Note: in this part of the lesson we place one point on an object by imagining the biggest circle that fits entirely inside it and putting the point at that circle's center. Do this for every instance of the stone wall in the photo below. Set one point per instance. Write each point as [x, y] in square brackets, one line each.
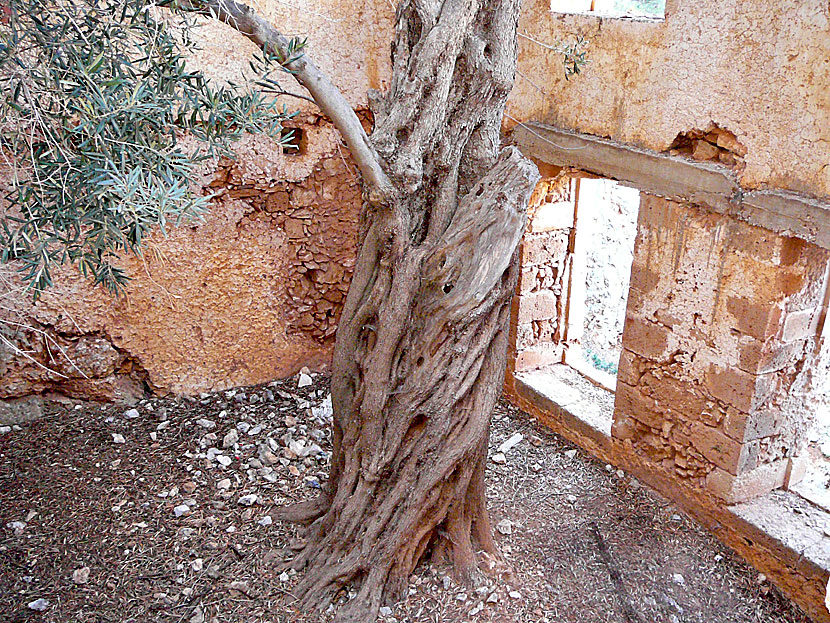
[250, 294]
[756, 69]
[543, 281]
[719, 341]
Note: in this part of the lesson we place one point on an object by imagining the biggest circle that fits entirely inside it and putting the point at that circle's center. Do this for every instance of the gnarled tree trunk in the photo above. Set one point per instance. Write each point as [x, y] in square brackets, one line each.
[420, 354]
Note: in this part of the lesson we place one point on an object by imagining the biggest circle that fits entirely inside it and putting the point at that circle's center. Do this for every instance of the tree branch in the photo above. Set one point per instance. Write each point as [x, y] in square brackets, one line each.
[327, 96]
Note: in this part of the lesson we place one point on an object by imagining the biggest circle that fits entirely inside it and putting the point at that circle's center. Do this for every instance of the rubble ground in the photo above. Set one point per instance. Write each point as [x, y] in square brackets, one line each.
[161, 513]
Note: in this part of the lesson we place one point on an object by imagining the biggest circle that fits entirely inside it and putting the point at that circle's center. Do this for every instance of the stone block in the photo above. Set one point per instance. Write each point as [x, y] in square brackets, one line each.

...

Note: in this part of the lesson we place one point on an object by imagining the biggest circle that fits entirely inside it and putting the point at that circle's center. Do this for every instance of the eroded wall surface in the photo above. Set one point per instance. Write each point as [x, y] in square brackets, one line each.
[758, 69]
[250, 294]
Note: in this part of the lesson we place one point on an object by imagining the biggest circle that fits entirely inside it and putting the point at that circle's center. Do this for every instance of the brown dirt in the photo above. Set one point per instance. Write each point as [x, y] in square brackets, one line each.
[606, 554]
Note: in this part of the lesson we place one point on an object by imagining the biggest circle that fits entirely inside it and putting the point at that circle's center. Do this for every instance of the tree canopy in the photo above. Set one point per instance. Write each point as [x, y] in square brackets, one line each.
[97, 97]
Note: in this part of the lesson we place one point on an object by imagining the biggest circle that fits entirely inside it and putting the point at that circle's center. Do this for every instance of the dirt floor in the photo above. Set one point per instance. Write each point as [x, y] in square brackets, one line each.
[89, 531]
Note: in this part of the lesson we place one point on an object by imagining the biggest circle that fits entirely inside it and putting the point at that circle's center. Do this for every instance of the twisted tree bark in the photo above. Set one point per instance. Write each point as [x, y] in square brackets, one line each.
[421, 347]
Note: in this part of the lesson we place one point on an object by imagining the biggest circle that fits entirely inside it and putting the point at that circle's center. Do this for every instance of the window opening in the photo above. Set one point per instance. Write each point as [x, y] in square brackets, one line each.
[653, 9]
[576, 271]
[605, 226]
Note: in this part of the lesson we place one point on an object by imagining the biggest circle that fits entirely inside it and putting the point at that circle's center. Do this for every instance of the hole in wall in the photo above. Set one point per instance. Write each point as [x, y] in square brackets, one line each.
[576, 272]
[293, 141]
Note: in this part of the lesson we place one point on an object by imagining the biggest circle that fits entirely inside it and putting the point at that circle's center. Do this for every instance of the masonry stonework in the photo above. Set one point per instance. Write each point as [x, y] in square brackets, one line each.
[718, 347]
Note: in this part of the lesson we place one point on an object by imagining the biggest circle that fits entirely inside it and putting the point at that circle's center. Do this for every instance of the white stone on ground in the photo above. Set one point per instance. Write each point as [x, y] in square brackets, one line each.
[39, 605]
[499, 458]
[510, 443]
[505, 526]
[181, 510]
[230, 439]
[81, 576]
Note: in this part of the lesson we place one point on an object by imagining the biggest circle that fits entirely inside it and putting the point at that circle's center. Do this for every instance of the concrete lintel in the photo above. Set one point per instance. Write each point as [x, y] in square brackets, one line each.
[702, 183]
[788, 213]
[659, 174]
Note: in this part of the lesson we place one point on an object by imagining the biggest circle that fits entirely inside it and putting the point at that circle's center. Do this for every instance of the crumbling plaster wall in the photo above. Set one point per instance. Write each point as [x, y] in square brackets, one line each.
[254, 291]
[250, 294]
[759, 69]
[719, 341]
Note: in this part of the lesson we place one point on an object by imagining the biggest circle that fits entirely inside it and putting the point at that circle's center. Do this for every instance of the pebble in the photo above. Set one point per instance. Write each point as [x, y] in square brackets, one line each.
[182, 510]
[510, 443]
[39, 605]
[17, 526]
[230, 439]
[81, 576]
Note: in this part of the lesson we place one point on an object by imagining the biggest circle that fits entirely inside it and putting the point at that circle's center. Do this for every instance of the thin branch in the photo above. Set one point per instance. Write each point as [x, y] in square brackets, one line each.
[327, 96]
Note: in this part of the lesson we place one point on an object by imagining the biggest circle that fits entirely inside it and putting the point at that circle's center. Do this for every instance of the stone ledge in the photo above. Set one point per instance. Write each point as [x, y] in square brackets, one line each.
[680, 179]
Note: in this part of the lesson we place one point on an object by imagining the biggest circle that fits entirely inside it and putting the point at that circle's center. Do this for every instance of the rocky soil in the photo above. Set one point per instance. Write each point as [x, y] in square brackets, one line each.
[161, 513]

TASK REQUIREMENTS: Render the lines from the line with "the stone wall" up to and including the line with "the stone block" as a Markdown table with the columns Row and Line. Skip any blank lines and leave the picture out.

REPLY:
| Row | Line |
|---|---|
| 1 | Note: in this part of the lesson we place one point on an object by imagining the biggest circle that fits entirely inside it and putting the point at that circle's center. Do this for every instance of the stone wall in the photo below. Set one point per instance. Write each point as [x, y] in square brackets, one line each. |
| 2 | [250, 294] |
| 3 | [756, 69] |
| 4 | [543, 281] |
| 5 | [719, 341] |
| 6 | Note: in this part of the lesson we place one point on an object by imagining the biggest circle that fits entirely inside it and putting the point at that circle's center. Do this for every instance of the gnarled tree trunk in the photo above. Set one point per instance. Write each point as [x, y] in square brackets, one line each. |
| 7 | [420, 354] |
| 8 | Note: in this part of the lesson we place one point on an object by imagining the biggest circle that fits entirely inside it and putting the point at that circle's center. Do this for every instance of the tree branch in the photo above. Set one point per instance. Write each point as [x, y] in square brackets, one line each. |
| 9 | [327, 96] |
| 10 | Note: in this part of the lesson we place one point on an object by imagining the biggest circle that fits entirely inside it and putting the point at that circle's center. Do this for every instance of the rubble ground in the photo above. Set one point per instance. Write each point as [x, y] in square brackets, one line each. |
| 11 | [161, 513] |
| 12 | Note: in this part of the lesson we place one point on an object by imagining the biggest circle that fits entirely inside it and putting the point at that circle's center. Do this for every instance of the stone block in the photo above. Set one point per instance. Write each point as [x, y] in square brackets, one line each. |